## start Information shown

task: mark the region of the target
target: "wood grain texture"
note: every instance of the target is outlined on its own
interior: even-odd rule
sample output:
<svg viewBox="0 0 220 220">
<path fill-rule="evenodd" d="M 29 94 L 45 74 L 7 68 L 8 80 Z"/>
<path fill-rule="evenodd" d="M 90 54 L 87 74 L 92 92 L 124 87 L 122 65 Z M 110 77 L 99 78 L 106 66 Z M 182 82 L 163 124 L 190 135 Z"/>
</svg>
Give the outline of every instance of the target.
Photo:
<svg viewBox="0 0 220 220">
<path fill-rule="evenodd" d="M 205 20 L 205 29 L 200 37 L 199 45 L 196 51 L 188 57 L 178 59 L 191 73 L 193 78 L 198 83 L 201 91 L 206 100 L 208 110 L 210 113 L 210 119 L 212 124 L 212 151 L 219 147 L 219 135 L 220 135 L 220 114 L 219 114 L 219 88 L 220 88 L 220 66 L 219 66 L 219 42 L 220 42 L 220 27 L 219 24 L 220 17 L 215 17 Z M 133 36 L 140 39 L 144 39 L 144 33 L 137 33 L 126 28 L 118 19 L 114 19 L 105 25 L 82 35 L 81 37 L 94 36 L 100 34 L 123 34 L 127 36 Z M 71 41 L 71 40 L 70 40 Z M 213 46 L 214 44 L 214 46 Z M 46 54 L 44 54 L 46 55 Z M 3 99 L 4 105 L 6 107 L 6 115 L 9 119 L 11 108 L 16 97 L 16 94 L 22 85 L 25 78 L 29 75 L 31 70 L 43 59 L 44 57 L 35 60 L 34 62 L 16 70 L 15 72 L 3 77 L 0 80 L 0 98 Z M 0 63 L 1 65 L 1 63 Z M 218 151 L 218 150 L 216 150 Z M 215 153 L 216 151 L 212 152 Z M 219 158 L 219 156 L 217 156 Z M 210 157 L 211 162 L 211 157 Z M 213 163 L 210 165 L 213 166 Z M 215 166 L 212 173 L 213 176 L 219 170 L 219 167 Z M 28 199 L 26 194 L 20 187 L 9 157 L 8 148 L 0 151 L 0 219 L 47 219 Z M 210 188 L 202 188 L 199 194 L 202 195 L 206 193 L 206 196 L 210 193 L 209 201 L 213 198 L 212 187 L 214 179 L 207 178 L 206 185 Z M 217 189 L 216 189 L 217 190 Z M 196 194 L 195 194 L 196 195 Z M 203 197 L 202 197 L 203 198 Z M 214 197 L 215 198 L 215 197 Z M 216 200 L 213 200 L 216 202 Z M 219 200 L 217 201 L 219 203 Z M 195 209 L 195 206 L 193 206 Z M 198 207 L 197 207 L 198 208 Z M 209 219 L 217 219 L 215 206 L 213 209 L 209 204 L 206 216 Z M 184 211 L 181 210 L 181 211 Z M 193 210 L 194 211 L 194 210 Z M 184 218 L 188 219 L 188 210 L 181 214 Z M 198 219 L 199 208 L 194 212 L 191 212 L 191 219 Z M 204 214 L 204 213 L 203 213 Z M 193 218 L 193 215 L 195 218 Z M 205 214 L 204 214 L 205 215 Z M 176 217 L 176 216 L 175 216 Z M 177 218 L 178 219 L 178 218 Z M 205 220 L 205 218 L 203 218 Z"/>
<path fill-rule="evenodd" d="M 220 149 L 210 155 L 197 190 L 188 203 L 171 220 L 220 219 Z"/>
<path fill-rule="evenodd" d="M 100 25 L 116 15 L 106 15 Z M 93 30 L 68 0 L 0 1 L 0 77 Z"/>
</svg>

## end Information shown

Copy every row above verbatim, keeping each line and its order unchanged.

#### Full output:
task: mark the region of the target
target: "wood grain texture"
note: every instance of the target is outlined on its own
interior: even-odd rule
sample output:
<svg viewBox="0 0 220 220">
<path fill-rule="evenodd" d="M 29 94 L 45 74 L 7 68 L 8 80 Z"/>
<path fill-rule="evenodd" d="M 90 54 L 87 74 L 92 92 L 124 87 L 122 65 Z M 110 77 L 99 78 L 106 66 Z M 182 82 L 163 124 L 190 135 Z"/>
</svg>
Give the outline of every instance of the target.
Photo:
<svg viewBox="0 0 220 220">
<path fill-rule="evenodd" d="M 205 20 L 205 29 L 200 37 L 199 45 L 196 51 L 188 57 L 178 59 L 191 73 L 193 78 L 198 83 L 201 91 L 206 100 L 208 110 L 210 113 L 210 119 L 212 124 L 212 151 L 219 147 L 219 135 L 220 135 L 220 114 L 219 114 L 219 88 L 220 88 L 220 66 L 219 66 L 219 42 L 220 42 L 220 27 L 219 24 L 220 17 L 215 17 Z M 133 36 L 140 39 L 144 39 L 144 33 L 137 33 L 126 28 L 118 19 L 114 19 L 105 25 L 82 35 L 81 37 L 94 36 L 100 34 L 123 34 L 127 36 Z M 71 41 L 71 40 L 70 40 Z M 213 46 L 214 44 L 214 46 Z M 46 54 L 44 54 L 46 55 Z M 3 99 L 4 105 L 6 107 L 6 115 L 9 119 L 11 108 L 16 97 L 16 94 L 22 85 L 25 78 L 29 75 L 31 70 L 43 59 L 44 57 L 35 60 L 34 62 L 16 70 L 15 72 L 3 77 L 0 80 L 0 98 Z M 0 63 L 1 65 L 1 63 Z M 218 151 L 218 150 L 216 150 Z M 215 153 L 216 151 L 212 152 Z M 219 158 L 219 156 L 217 156 Z M 210 157 L 211 162 L 211 157 Z M 213 163 L 210 165 L 213 166 Z M 215 166 L 212 173 L 213 176 L 219 170 L 219 167 Z M 28 199 L 26 194 L 20 187 L 9 157 L 8 148 L 0 151 L 0 219 L 47 219 Z M 210 188 L 202 188 L 199 194 L 202 195 L 206 193 L 206 196 L 210 193 L 209 201 L 213 198 L 212 187 L 214 179 L 207 178 L 206 185 Z M 217 189 L 216 189 L 217 190 Z M 196 194 L 195 194 L 196 195 Z M 203 197 L 202 197 L 203 198 Z M 214 197 L 215 198 L 215 197 Z M 216 200 L 213 200 L 216 202 Z M 219 200 L 217 201 L 219 203 Z M 195 209 L 195 206 L 193 206 Z M 198 207 L 197 207 L 198 208 Z M 209 219 L 217 219 L 215 206 L 213 209 L 209 204 L 206 216 Z M 184 211 L 181 210 L 181 211 Z M 193 210 L 194 211 L 194 210 Z M 184 218 L 188 219 L 188 210 L 181 214 Z M 198 219 L 199 208 L 194 212 L 191 212 L 191 219 Z M 204 214 L 204 213 L 203 213 Z M 193 218 L 193 215 L 195 218 Z M 205 214 L 204 214 L 205 215 Z M 176 217 L 176 216 L 175 216 Z M 177 218 L 178 219 L 178 218 Z M 205 220 L 205 218 L 203 218 Z"/>
<path fill-rule="evenodd" d="M 220 149 L 210 155 L 197 190 L 188 203 L 171 220 L 220 219 Z"/>
<path fill-rule="evenodd" d="M 100 25 L 116 15 L 106 15 Z M 93 30 L 68 0 L 0 1 L 0 77 Z"/>
</svg>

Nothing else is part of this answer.